> **Alıntılanan metin**
***
Paylaş
Cumhurbaşkanı’nın açıklamasından sonra 26 Mayıs’ta olacak 4G ihalesi, dev bir soru işaretine dönüştü. Bu esnada teknik analizlerde 3G’nin birkaç yıl içinde artan yükü kaldıramayacağı, 5G’ninse 2020’den önce yaygın olarak kullanılamayacağı ortaya çıktı! Sonra Başbakan Davutoğlu ve Ulaştırma Bakanı’nın Cumhurbaşkanı’yla konuştukları, bir nebze ikna ettikleri iddia edildi. BTK, “İhale olacak” açıklaması yaptı. E ama Cumhurbaşkanımızın karakteri ve otoritesi belli. Bittabi, bugün yapılacak “Uluslararası Yatırım Zirvesi 2015”in “Teknoloji Yatırımları” başlıklı özel oturumundan, Bilgi Teknolojileri ve İletişim Kurumu başkanı, Vodafone Türkiye CEO’su ve icra kurulu başkanı, çekildiler! Muhtemelen çekilmeseler, 4G’nin ne vazgeçilmez ve muhteşem bir teknoloji olduğu, milletimizin ne kadar rahat edeceği filan anlatılacaktı. Ama bu durumda, hem ihale yapılacak gibi görünüyor hem de Sayın Erdoğan’la ters düşmek olmaz. O zaman ya oturuma katılmayacaksın ya da “ne şiş yansın ne kebap” bir konuşma yapacaksın. Mesela:
4G güzel bir şey, ama her güzelin bir kusuru vardır!
4G interneti acayip süratlendirecek. Öte yandan sürat felakettir!
4G okey, ama 5G onu döver. Cumhurbaşkanımız her şekilde haklı.
4G özünde iyi, ama bir Alex değil.
4G iyi, 5G süper, ama 3G’nin de suyu çıkmadı yani. Bence 3’e 5’e bakmayalım, sonuçta ülkede internet varsa bu tamamen AK Parti’nin eseridir!
Ütüyü akrabalara tercih etmek!
***
> **Görev listesi**
1. 4G ihalesiyle ilgili metinden "4G okey, ama" ile "AK Parti’nin eseridir!" arasındaki bölümü, bu ifadeler de dahil olmak üzere değiştirmeden çıkarın.
2. 4G ihalesiyle ilgili metne göre ihale hangi tarihte yapılacaktı?

> **Kaynak kesiti**
***
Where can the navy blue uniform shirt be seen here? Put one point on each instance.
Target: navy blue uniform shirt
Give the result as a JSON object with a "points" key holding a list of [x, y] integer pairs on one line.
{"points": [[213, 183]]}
***
> **Görevlerin çözümleri**
1.
4G okey, ama 5G onu döver. Cumhurbaşkanımız her şekilde haklı.
4G özünde iyi, ama bir Alex değil.
4G iyi, 5G süper, ama 3G’nin de suyu çıkmadı yani. Bence 3’e 5’e bakmayalım, sonuçta ülkede internet varsa bu tamamen AK Parti’nin eseridir!

2. İhale 26 Mayıs'ta yapılacaktı.